» Requirement
Reproduce the data below line for line, with no changes, but omit the pictures.

--- START OF Provided data ---

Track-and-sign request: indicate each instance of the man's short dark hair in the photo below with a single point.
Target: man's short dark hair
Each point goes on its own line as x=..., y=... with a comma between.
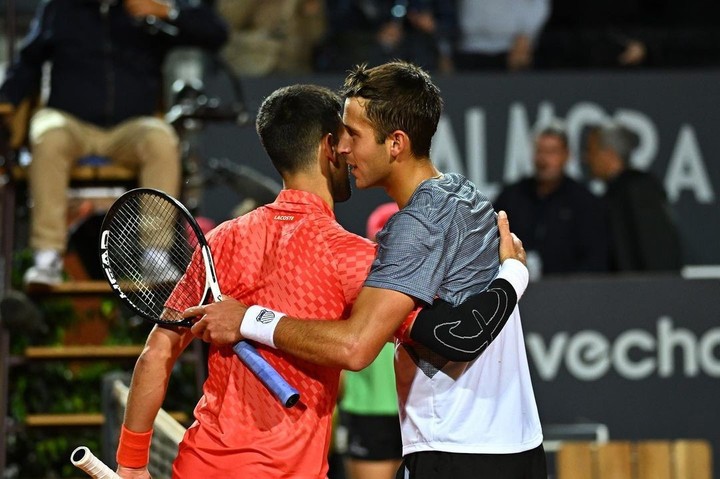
x=400, y=96
x=557, y=129
x=292, y=121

--- END OF Provided data ---

» Final result
Track-and-sign request: indicate each instance of the man's short dark hair in the photo below with a single point.
Target: man's short dark hair
Each point goes on its own line as x=..., y=... with a comma between.
x=400, y=96
x=557, y=129
x=292, y=121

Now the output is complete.